Source excerpt:
********
Aims
- friendship paradox and sampling in networks
- emergence of a giant connected component
- molloy-reed criterion in random networks
Questions
- what is special about the generating functions $G_0$ and $G_1$ in sparse Erdos-Renyi networks?
- In sparse Erdos-Renyi networks, $np$ is a constant $\lambda$. $P(X=m)=\frac{\lambda^m e^{-\lambda}}{m!}$
- what is $G_0$ and what is $G_1$
- $G_0$: the generating function of the degree of a node
- $G_1$: the generating function of the degree of a neighbor of a node, not including the link degree 1 between them.
- Speciality: $G_0=G_1$
- In which case can we calculate the number of nodes at distance $l$ of a randomly chosen node $i$ as $\langle k\rangle ^l$ ?
- when the degree follows Poisson distribution.
- Under which conditions can we use generating functions to study connected components?
- we use $H_1$ to count the component size of a node in forward direction. We don’t count the node that we arrived from.
- what is the Molloy-Reed criterion?
- when the ratio of 2-nd raw moment and 1-st raw moment bigger than 2, the gcc will emerge
- what is the condition for the existence of a giant connected component in the $G(n,p)$ model?
- $np>1$
- what is the condition for the existence of a giant connected component in the $G(n,m)$ model?
- $p = 2m/(n-1)/n$. So, $2m/(n-1)>1$
- In an Erdos-Renyi network, what does the Molloy-Reed criterion imply for $G_0’(1)=\langle k\rangle$ and $G_1’(1)=\langle k_n\rangle-1$
- $G_1’(1)>1$
Keys
giant connected components, $G_0$, $G_1$, Molloy-Reed criterion, self-consistency condition
Sparse Erdos-Renyi network: Poisson Distribution Degree
Friendship paradox can be interpreted as a sampling bias.
We define $G_1(x)=\frac{G_0’(x)}{G_0’(1)}$
In sparse Erdos-Renyi network,
$$
P(X=m)=\frac{\lambda^m e^{-\lambda}}{m!}
$$
$$
G_0(x)=\sum_{i=1} p(i)x^i=\sum_{i=1} \frac{(x\lambda)^i e^{-\lambda}}{i!}
$$
$$
=e^{-\lambda}\sum_{i=1} \frac{(x\lambda)^i }{i!}=e^{-\lambda}e^{x\lambda}
$$
$$
G_0’(x)=e^{-\lambda}\lambda e^{x\lambda}
$$
$$
G_1(x)=\frac{G_0’(x)}{G_0’(1)} = \frac{e^{x\lambda}}{e^\lambda}=G_0(x)
$$
$$
\langle k_n\rangle = G_1’(1)+1=G_0’(1)+1=\langle k\rangle + 1
$$
- $G_0$ and $G_1$ are identical.
- if we don’t count the edge between the node and its neighbor, they have the same average degree.
********
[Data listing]

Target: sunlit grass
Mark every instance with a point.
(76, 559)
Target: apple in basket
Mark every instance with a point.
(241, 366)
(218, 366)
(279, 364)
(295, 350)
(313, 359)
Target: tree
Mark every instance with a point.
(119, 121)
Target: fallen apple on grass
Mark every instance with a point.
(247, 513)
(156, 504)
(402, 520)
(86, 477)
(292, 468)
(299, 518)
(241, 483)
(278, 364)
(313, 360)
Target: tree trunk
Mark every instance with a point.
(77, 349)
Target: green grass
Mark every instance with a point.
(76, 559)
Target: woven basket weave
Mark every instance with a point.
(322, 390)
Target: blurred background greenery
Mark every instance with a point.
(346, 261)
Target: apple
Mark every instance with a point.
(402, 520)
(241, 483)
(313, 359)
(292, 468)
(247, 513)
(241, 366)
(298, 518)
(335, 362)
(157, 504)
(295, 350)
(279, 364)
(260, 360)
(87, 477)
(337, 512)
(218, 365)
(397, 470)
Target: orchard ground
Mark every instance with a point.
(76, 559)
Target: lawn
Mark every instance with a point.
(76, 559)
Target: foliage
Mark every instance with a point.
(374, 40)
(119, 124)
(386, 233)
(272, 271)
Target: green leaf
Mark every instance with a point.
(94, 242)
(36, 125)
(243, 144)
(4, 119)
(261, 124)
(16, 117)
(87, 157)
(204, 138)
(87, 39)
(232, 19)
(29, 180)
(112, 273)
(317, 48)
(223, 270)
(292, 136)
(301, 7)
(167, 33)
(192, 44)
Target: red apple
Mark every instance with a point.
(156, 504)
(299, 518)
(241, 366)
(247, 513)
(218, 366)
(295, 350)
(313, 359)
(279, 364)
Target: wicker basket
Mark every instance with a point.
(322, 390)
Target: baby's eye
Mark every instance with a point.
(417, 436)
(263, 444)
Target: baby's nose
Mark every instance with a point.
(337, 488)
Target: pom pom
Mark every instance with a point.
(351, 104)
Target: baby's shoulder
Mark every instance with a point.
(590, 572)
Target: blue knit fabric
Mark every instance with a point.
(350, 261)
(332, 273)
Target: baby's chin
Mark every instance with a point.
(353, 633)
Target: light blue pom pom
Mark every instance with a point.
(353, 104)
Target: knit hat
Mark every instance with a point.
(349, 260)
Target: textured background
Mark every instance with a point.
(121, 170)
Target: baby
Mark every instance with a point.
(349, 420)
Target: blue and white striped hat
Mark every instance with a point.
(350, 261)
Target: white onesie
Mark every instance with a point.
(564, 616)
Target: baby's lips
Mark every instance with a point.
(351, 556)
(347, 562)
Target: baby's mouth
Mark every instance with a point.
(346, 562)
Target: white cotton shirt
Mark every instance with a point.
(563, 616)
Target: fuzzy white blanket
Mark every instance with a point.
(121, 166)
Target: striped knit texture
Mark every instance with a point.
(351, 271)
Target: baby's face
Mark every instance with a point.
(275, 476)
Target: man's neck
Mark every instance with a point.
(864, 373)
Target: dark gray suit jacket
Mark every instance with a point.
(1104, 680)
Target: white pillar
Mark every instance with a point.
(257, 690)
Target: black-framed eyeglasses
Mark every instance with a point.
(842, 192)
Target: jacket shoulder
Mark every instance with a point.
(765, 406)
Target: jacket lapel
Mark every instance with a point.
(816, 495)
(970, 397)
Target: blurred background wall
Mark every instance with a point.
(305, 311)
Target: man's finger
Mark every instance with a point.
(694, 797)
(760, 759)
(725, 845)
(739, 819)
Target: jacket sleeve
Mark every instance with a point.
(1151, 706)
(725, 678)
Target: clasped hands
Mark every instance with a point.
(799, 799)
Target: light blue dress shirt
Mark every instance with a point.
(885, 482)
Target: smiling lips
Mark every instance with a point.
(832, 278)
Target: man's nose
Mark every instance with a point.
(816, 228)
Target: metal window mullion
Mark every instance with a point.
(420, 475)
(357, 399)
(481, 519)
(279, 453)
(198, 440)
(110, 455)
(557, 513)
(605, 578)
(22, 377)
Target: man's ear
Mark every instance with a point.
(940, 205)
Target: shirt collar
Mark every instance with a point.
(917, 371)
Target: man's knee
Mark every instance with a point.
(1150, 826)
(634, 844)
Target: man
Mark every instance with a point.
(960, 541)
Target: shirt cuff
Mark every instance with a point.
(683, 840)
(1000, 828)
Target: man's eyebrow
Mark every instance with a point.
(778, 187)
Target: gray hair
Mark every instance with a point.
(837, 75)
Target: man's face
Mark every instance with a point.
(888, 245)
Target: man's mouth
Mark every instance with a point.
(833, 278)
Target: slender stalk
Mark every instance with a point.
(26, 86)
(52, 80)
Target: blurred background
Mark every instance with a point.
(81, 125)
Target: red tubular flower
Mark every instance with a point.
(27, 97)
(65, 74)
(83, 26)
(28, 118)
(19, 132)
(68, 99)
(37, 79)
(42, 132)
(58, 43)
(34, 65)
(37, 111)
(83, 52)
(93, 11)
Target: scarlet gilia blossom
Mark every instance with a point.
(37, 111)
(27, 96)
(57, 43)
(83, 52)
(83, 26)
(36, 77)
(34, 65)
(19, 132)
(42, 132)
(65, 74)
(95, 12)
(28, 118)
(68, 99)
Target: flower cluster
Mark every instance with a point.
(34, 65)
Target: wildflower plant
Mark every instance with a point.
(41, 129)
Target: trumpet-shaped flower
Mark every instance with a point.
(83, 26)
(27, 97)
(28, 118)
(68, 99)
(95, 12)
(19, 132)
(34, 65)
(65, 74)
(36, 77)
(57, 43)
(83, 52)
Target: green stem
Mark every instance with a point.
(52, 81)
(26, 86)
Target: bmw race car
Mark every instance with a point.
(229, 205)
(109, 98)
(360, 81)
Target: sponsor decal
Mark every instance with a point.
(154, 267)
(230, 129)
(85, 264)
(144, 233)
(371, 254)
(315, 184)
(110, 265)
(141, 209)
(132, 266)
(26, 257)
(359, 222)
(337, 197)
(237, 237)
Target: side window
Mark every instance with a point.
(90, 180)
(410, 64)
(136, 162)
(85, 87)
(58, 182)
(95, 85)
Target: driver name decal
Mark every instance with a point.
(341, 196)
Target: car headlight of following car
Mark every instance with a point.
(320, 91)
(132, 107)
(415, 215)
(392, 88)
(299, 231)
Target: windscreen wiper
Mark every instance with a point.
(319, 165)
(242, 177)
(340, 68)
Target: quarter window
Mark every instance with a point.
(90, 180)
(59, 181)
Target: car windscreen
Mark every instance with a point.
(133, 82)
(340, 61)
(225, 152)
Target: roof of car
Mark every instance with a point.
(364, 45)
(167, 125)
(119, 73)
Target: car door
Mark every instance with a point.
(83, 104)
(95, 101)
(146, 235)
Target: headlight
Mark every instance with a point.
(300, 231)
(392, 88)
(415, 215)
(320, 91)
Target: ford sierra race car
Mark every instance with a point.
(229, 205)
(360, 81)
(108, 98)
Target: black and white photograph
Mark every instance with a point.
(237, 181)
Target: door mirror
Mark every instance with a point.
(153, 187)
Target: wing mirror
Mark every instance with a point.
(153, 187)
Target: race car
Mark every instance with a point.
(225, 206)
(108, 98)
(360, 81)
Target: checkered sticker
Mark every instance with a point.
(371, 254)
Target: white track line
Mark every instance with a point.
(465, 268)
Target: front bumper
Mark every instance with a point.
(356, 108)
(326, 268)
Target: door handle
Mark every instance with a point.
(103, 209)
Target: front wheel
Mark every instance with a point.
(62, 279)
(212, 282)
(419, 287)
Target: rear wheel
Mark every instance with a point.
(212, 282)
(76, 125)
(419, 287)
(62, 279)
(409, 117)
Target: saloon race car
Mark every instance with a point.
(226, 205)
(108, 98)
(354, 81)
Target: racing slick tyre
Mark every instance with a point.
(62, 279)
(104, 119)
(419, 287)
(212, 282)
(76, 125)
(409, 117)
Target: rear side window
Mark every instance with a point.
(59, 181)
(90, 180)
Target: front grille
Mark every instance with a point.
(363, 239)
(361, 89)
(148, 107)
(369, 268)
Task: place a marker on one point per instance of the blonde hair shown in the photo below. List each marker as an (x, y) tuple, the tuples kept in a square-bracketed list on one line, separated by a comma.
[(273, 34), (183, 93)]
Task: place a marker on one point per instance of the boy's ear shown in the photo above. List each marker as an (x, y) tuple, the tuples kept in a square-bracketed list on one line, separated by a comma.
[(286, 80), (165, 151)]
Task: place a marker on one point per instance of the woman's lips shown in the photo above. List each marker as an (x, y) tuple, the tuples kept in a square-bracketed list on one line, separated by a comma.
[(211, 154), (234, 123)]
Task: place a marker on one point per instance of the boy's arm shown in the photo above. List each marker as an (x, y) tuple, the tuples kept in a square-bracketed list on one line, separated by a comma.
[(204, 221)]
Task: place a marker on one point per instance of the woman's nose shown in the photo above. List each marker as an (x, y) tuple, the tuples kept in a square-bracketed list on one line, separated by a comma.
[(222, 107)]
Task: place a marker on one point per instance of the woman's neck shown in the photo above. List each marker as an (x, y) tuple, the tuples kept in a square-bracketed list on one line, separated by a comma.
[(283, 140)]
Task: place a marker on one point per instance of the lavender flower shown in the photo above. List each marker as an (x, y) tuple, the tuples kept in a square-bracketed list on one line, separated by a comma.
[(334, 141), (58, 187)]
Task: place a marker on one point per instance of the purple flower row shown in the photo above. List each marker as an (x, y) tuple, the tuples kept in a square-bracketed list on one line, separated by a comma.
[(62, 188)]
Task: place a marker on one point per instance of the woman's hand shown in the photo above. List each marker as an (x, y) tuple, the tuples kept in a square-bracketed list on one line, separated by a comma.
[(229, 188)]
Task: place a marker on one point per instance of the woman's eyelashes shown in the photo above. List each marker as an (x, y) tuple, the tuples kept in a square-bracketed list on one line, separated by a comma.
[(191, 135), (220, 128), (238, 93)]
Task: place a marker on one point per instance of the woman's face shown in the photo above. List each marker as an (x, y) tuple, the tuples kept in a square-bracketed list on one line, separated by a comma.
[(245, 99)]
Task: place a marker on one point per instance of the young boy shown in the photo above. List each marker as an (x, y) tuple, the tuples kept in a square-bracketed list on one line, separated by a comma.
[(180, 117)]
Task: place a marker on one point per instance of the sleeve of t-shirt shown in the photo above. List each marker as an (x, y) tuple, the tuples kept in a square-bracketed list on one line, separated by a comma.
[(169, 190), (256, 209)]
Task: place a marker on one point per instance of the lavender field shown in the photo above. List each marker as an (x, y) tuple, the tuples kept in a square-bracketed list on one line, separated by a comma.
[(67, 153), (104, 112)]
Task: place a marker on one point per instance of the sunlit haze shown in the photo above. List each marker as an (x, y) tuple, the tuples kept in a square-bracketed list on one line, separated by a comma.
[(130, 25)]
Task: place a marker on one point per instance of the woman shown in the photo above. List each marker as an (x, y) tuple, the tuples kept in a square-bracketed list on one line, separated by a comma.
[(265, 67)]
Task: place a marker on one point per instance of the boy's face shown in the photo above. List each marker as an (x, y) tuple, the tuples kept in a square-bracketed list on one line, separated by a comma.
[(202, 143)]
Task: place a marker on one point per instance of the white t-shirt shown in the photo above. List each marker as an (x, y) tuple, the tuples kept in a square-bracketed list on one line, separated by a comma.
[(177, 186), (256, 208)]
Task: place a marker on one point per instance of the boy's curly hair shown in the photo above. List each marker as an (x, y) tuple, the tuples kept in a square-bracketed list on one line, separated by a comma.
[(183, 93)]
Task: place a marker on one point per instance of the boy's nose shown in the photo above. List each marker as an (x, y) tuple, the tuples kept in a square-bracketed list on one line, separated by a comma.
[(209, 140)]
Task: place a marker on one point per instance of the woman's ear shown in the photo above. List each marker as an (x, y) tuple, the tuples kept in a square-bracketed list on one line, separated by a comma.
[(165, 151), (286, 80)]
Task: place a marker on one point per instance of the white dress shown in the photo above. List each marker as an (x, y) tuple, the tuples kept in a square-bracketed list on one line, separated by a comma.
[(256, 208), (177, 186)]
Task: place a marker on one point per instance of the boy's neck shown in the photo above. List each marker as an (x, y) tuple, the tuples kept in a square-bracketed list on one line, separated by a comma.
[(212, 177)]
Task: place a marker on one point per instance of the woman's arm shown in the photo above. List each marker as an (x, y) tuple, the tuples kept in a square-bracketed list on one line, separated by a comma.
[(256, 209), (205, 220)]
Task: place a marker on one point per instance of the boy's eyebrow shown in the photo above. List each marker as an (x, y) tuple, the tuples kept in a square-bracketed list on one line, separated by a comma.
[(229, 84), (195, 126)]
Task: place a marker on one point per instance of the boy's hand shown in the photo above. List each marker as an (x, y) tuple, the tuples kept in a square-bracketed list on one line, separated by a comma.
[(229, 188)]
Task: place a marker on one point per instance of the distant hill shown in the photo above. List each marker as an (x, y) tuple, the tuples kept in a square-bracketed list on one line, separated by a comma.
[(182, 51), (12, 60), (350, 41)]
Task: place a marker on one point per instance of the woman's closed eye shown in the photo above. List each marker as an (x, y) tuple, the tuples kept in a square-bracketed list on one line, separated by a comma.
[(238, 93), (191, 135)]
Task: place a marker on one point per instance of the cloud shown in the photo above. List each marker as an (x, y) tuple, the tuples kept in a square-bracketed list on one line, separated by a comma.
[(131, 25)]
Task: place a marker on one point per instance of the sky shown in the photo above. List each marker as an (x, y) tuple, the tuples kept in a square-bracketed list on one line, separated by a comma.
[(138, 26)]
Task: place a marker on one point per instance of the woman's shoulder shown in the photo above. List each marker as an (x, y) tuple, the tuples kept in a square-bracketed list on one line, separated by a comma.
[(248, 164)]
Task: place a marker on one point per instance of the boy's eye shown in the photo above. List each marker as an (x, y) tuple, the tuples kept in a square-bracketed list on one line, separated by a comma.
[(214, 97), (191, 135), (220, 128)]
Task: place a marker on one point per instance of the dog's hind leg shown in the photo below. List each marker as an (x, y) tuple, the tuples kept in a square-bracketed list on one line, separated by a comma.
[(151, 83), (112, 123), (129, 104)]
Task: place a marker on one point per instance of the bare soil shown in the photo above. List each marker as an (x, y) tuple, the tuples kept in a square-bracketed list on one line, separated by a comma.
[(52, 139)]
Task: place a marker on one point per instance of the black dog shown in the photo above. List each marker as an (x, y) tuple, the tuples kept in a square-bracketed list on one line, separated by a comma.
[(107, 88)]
********
Objectives:
a: From the random-network notes, pull out the stretch from "- what is the Molloy-Reed" through "the $G(n,m)$ model?", word for word.
b: Pick up the random-network notes where they end and keep writing.

Solved tasks:
a:
- what is the Molloy-Reed criterion?
- when the ratio of 2-nd raw moment and 1-st raw moment bigger than 2, the gcc will emerge
- what is the condition for the existence of a giant connected component in the $G(n,p)$ model?
- $np>1$
- what is the condition for the existence of a giant connected component in the $G(n,m)$ model?

b:
- All of the assumption is the degree follows Poisson Distribution.
- the generating function $G_0$ contains all information about the random topology, which makes them particularly easy to study
Component size
Question
when does a giant connected component arise?
Exists giant connected component $\Leftrightarrow$ The average component size $\langle s\rangle$ diverges with $n\to\infty$
Speaking of something’s average, of course, we can use the generating function.
How to find the generating function describing $P(C=s)$ , the probability of a component with size $s$
Here, the definition of “component” involves “direction”. That is a node’s component doesn’t include its father node.
Generating Functions
$H_1$
We define $H_1$ as the generating function of the component size that includes a node as some other node’s neighbor.
$H_1$ satisfies: the sum of its children’s component size add 1, count itself, is this node’s component size. Since its children also satisfy themselves as some node’s neighbor. Here, the neighbor is this node. It can also be calculated by $H_1$. We have
$$
H_1(x)=xG_1(H_1(x))
$$
- Here, we use $G_1$ instead of $G_0$. Because we only count the node’s children, not including its father. The difference of $G_0$ and $G_1$ is direction.
- $G_0$ doesn’t take direction as a count. All the neighbors of a node are counted.
- $G_1$ indeed considers direction. Its father node won’t be counted, but only its children.
- This is also called self-consistency condition.
$H_0$
We define $H_0$ as the generating function of the component size of a node.
Based on $H_1$, it is easy to calculate
$$
H_0=xG_0(H_1(x))
$$
Hence,
$$
\langle s\rangle = H_0’(1)
$$
$\langle s\rangle$
We cannot get the exact formula of $H_0$ and $H_1$, but we can get the value of $\langle x\rangle$.
$$
\langle s\rangle = H_0’(1)=[G_0(H_1(x))+xG_0’(H_1(x))H_1’(x)]_{x=1}
$$
$$
=G_0(H_1(1))+G_0’(H_1(1))H_1’(1)
$$
It is good to know all the generating function is 1 at $x=1$
So,
$$
\langle s\rangle =G_0(1)+G_0’(1)H_1’(1)
$$
We only need to calculate $H_1’(1)$
$$
H_1’(x)=G_1(H_1(x))+xG_1’(H_1(x))H_1’(x)
$$
$$
H_1’(1)=G_1(H_1(1))+G_1’(H_1(1))H_1’(1) = 1+G_1’(1)H_1’(1)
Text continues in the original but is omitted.